Task requirements
Answer these questions about the obituary of Ann Winfield:
1. In which hospital did Ann Winfield die?
2. Who recruited her into the Liberal Party when she was nine?
3. On which committee of Ceredigion County Council was she appointed an Independent Member in 2001?

··· Text provided ···

At Lib Dem Voice we were sad to hear of the death of Ann Winfield.
Her husband, Rif, writes:
My wife Ann Winfield, Liberal Parliamentary candidate in the 1983 General Election for Newham North East, former Assistant Secretary of the London Liberal Party, and Leader of the Liberal Group on Newham London Borough Council from 1982 to 1986, died in Bronglais General Hospital at 8pm on Christmas Eve, 24 December. She was 69½ years old.
Born Ann Spriggs in Ladywood, Birmingham, in mid 1951, she was recruited into the Liberal Party (at the age of 9!) by Wallace Lawler, who subsequently became Liberal Councillor and later (briefly) Liberal MP for Ladywood. Wallace was the pioneer of what became known as community politics in the 1960s, prior to the Eastbourne Declaration by the Party in 1970; Ann was his lieutenant in that early period. Ann remained a committed and active Liberal for the next 60 years. Due to extreme poverty of her (non-political) family, Wallace paid her ‘sub’ for the first few years, but by the age of 12 she was running his ward (or constituency) surgery in Ladywood.
Ann moved during the 1970s to Lytham St Anne’s and later to Ferndown, East Dorset, where she stood for Council election. In 1979 she and I met at Liberal Assembly in Thanet, and Ann soon moved in with me in Ilford; we married there in June 1980. Through campaigning in the next two years, we were both elected to Newham Council in 1982, gaining the ‘safe’ Labour ward of Little Ilford. Ann also became the PPC for the constituency, standing there in 1983. Seven-day-a-week activity sapped Ann’s precarious health (she had a heart attack in 1984, in the middle of a notorious by-election campaign) and in 1987 we moved to Pembrokeshire, where lived for three years before repositioning to Ceredigion, our home every since.
Here our joint role has been primarily cross-party, organising Charter 88 forums for all candidates in the 1992 and 1997 General Elections, convening here in Ceredigion the successful campaign for devolution in 1997, and taking a leading role in the voluntary sector and in the Community Health Council. However, Ann also served as National Secretary of the residual (post-merger) Wales Liberal Party until its final dissolution. Increasing disability left her wheelchair-dependent from 1982, but did not impinge on her commitment to campaigning. In 2001 Ann was appointed an an Independent Member of Ceredigion County Council’s Standards Committee on which she served the maximum allowable term of ten years, first as Vice-Chair and subsequently as Chair.

··· Material shown ···

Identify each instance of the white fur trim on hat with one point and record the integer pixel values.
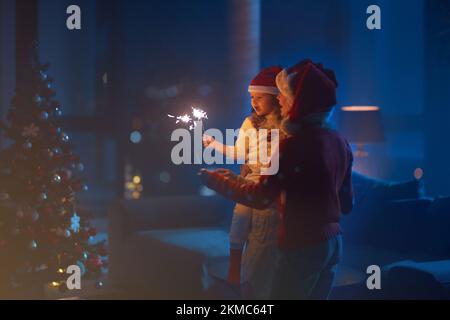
(285, 85)
(264, 89)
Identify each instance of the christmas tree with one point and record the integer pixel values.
(41, 230)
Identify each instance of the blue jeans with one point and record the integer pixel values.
(307, 273)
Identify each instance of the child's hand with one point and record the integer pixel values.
(207, 140)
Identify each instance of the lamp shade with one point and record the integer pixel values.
(361, 124)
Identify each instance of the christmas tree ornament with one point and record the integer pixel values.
(36, 175)
(49, 154)
(62, 212)
(92, 232)
(4, 196)
(66, 175)
(67, 233)
(43, 75)
(56, 151)
(80, 167)
(56, 178)
(82, 267)
(44, 115)
(20, 214)
(30, 131)
(38, 99)
(43, 196)
(32, 245)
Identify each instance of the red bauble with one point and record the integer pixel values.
(85, 235)
(48, 211)
(102, 251)
(73, 157)
(79, 249)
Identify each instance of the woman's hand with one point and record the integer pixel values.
(207, 140)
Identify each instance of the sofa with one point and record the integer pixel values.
(171, 247)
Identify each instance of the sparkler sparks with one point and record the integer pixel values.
(197, 116)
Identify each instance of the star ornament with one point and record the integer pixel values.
(30, 131)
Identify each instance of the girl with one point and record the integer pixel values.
(253, 232)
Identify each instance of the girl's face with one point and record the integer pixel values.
(285, 105)
(263, 103)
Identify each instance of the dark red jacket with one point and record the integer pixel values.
(315, 173)
(314, 169)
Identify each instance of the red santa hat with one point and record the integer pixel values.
(264, 82)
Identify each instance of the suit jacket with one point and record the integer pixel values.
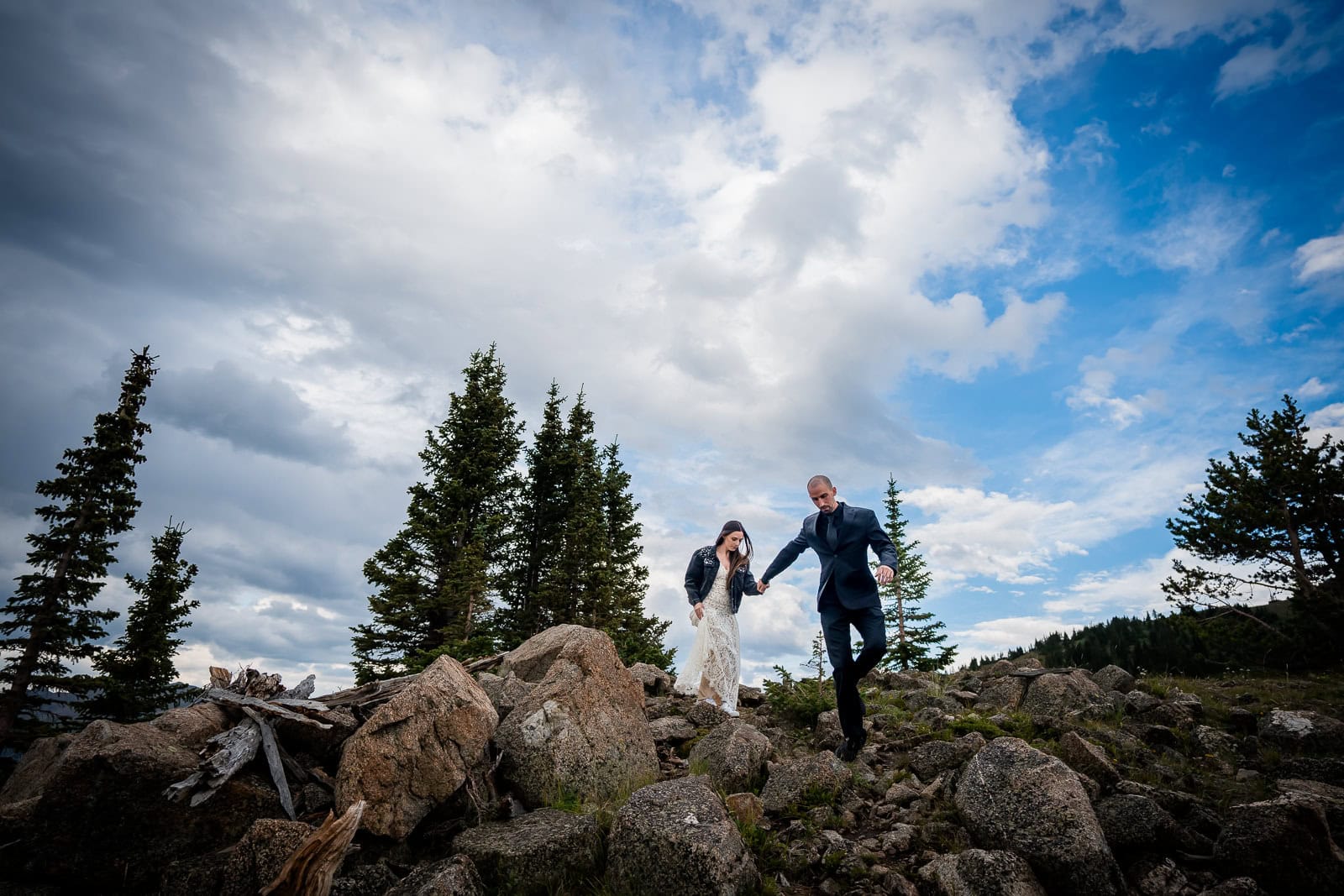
(847, 562)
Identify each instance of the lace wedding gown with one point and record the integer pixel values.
(712, 668)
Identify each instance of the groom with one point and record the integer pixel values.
(847, 597)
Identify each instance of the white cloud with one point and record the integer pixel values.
(1320, 257)
(1314, 389)
(1327, 421)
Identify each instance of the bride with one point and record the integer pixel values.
(718, 575)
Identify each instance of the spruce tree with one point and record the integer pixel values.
(538, 530)
(47, 618)
(139, 679)
(625, 580)
(1276, 516)
(575, 547)
(436, 575)
(913, 640)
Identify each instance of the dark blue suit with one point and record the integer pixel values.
(847, 595)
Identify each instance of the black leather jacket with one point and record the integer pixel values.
(702, 571)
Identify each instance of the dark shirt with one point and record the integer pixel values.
(828, 597)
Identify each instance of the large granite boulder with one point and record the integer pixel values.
(417, 750)
(674, 839)
(1113, 679)
(1001, 692)
(655, 681)
(1303, 730)
(581, 728)
(734, 755)
(544, 851)
(1284, 844)
(934, 757)
(454, 876)
(979, 872)
(1015, 797)
(1059, 694)
(98, 812)
(1088, 758)
(790, 782)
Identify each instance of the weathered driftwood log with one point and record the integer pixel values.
(1037, 673)
(232, 699)
(311, 869)
(302, 691)
(373, 694)
(277, 768)
(234, 750)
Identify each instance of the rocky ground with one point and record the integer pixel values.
(561, 772)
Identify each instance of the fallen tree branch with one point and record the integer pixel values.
(277, 768)
(311, 869)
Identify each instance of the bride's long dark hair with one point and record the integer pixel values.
(739, 558)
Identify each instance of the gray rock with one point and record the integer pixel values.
(671, 728)
(790, 782)
(1303, 730)
(1089, 759)
(1113, 679)
(936, 757)
(1140, 701)
(454, 876)
(676, 837)
(504, 694)
(1135, 822)
(257, 859)
(734, 755)
(100, 815)
(1284, 844)
(417, 750)
(1015, 797)
(654, 680)
(1236, 887)
(582, 727)
(978, 872)
(1055, 694)
(1001, 694)
(543, 851)
(1328, 795)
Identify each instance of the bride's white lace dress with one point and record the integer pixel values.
(712, 668)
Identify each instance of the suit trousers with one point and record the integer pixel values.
(848, 669)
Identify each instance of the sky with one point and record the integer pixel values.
(1037, 261)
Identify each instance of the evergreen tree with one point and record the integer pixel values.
(436, 575)
(625, 580)
(49, 620)
(538, 530)
(1276, 515)
(139, 678)
(575, 546)
(914, 641)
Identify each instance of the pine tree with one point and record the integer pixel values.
(625, 580)
(538, 530)
(139, 678)
(1276, 515)
(436, 575)
(575, 547)
(913, 641)
(49, 620)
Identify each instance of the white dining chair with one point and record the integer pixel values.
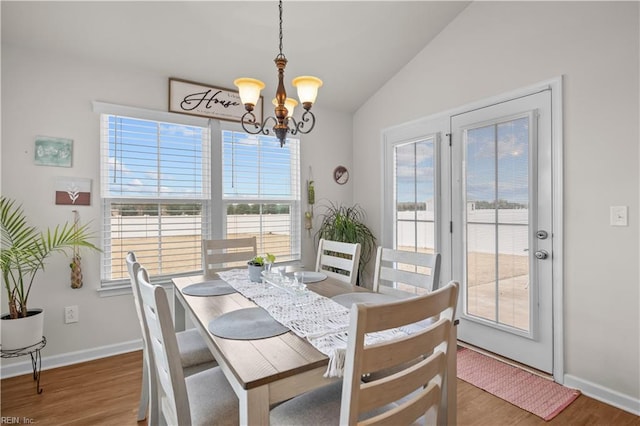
(339, 260)
(402, 273)
(203, 398)
(412, 371)
(218, 255)
(195, 356)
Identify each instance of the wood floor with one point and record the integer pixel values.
(106, 392)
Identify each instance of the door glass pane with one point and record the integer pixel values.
(497, 222)
(415, 202)
(414, 196)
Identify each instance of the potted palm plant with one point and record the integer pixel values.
(346, 224)
(24, 251)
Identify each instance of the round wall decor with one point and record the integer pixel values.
(341, 175)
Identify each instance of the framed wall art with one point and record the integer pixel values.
(188, 97)
(50, 151)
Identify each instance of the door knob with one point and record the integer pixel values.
(542, 235)
(542, 254)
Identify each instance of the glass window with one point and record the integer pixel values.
(155, 192)
(261, 192)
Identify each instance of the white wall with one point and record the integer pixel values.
(51, 95)
(495, 47)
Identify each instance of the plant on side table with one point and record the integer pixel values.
(24, 251)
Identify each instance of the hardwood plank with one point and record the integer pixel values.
(105, 392)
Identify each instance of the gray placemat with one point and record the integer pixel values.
(347, 299)
(246, 324)
(209, 288)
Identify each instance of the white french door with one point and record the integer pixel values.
(482, 185)
(502, 233)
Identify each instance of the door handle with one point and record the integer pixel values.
(541, 254)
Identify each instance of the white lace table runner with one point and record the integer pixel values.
(320, 320)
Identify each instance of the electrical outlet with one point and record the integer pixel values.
(71, 314)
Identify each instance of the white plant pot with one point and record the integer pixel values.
(22, 332)
(255, 273)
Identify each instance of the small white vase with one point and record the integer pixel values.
(22, 332)
(255, 273)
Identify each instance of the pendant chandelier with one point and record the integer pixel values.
(283, 121)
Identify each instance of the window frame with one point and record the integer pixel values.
(216, 212)
(122, 285)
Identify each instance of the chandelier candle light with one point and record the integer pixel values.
(284, 123)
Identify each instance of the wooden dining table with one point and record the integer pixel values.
(265, 371)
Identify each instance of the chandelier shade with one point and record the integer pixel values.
(249, 90)
(283, 122)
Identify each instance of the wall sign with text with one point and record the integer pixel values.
(188, 97)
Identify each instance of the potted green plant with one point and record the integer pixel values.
(24, 251)
(346, 224)
(256, 266)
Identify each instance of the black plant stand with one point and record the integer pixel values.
(36, 359)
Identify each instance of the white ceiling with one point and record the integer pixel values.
(355, 47)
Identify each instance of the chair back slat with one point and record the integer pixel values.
(165, 353)
(407, 373)
(409, 272)
(339, 260)
(218, 255)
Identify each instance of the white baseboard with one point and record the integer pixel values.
(602, 394)
(25, 367)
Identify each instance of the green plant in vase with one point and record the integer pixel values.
(25, 248)
(347, 224)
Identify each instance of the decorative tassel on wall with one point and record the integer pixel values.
(76, 266)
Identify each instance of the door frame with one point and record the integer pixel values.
(412, 129)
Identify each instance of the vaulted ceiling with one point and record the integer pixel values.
(355, 47)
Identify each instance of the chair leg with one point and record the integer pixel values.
(144, 390)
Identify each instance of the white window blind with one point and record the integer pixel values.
(155, 188)
(261, 192)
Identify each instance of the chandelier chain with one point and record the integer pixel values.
(280, 9)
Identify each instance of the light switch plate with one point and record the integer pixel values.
(618, 215)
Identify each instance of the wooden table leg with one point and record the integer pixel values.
(254, 406)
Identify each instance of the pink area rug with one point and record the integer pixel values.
(537, 395)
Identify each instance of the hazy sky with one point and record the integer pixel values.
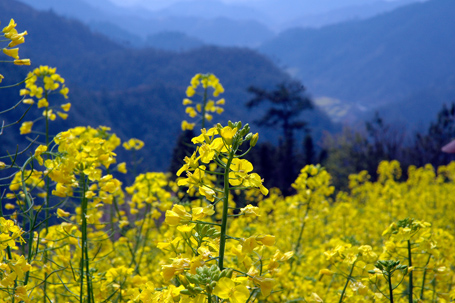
(162, 3)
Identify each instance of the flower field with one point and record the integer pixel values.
(71, 231)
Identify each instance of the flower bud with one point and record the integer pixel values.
(254, 140)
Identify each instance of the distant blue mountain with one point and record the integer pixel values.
(378, 63)
(137, 92)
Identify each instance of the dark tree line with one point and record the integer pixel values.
(355, 150)
(345, 153)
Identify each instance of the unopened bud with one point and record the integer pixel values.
(254, 140)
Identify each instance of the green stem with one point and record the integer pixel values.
(225, 210)
(204, 102)
(389, 275)
(84, 246)
(424, 278)
(46, 202)
(347, 282)
(410, 274)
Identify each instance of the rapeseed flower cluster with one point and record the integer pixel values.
(15, 38)
(72, 232)
(40, 84)
(203, 110)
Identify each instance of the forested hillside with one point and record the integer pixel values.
(136, 92)
(396, 61)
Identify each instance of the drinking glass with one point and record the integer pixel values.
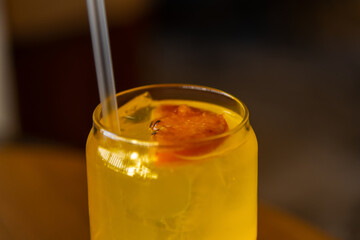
(135, 194)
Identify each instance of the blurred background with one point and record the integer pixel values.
(295, 64)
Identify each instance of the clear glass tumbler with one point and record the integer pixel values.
(195, 189)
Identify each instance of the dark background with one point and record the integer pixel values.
(295, 64)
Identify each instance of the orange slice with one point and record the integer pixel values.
(181, 126)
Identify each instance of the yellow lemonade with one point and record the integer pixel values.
(206, 196)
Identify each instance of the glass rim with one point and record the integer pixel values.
(104, 130)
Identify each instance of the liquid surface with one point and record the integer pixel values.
(208, 196)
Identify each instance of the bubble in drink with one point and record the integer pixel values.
(173, 185)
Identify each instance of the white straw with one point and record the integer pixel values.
(103, 63)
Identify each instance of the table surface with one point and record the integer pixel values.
(43, 195)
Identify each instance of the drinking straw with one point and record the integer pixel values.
(103, 63)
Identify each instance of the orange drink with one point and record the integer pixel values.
(182, 167)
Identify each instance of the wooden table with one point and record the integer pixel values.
(43, 196)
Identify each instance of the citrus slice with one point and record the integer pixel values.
(182, 126)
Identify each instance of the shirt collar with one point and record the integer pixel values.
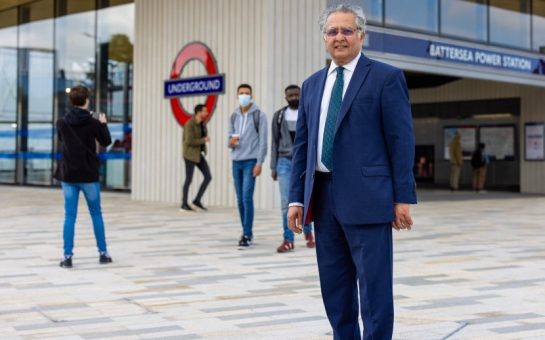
(351, 66)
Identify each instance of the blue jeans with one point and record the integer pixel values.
(91, 191)
(244, 187)
(283, 170)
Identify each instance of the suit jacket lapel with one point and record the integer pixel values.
(317, 102)
(360, 73)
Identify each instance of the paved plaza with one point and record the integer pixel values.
(472, 268)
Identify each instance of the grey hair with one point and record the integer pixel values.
(345, 8)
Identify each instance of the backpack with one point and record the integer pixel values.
(477, 159)
(255, 115)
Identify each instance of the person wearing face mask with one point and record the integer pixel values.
(283, 135)
(248, 143)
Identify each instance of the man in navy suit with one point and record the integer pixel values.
(352, 175)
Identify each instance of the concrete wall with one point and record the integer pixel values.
(266, 43)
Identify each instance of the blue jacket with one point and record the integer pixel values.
(373, 152)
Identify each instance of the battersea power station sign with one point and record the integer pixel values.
(211, 84)
(453, 53)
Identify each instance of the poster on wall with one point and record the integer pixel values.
(534, 133)
(468, 139)
(499, 141)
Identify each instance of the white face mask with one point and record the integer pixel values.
(244, 99)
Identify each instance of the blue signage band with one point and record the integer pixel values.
(195, 86)
(429, 49)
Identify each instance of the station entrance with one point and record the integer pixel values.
(482, 112)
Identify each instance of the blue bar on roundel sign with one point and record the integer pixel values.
(194, 86)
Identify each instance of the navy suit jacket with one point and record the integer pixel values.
(373, 152)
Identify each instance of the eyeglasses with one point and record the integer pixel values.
(345, 31)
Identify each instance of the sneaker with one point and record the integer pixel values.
(186, 207)
(244, 241)
(104, 258)
(310, 240)
(66, 262)
(285, 246)
(199, 205)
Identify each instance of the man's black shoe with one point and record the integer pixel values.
(66, 262)
(104, 258)
(244, 241)
(199, 205)
(186, 207)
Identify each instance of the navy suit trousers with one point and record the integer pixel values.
(352, 256)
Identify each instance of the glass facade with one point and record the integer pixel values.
(518, 24)
(510, 23)
(538, 25)
(419, 15)
(464, 19)
(46, 47)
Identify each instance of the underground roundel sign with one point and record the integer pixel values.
(210, 85)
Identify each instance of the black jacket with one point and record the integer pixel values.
(77, 132)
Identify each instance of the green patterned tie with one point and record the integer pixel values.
(332, 112)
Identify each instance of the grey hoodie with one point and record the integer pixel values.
(252, 145)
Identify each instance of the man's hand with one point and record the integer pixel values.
(403, 218)
(257, 170)
(295, 219)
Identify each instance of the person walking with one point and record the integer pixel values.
(352, 174)
(248, 143)
(456, 161)
(77, 169)
(194, 150)
(283, 134)
(479, 162)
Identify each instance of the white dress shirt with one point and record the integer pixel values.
(330, 81)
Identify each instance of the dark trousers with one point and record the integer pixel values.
(350, 256)
(189, 169)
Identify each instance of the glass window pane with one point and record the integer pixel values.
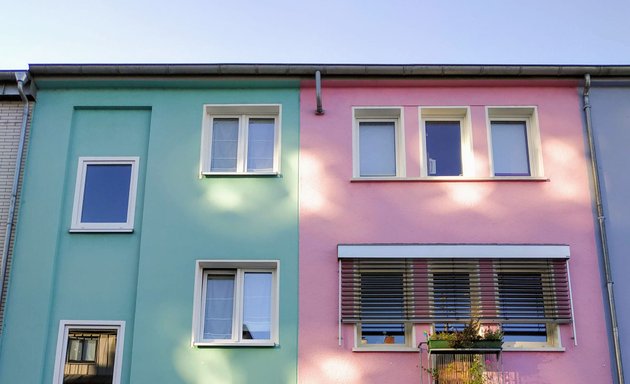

···

Result of this task
1. Bronglais General Hospital
2. Wallace Lawler
3. The Standards Committee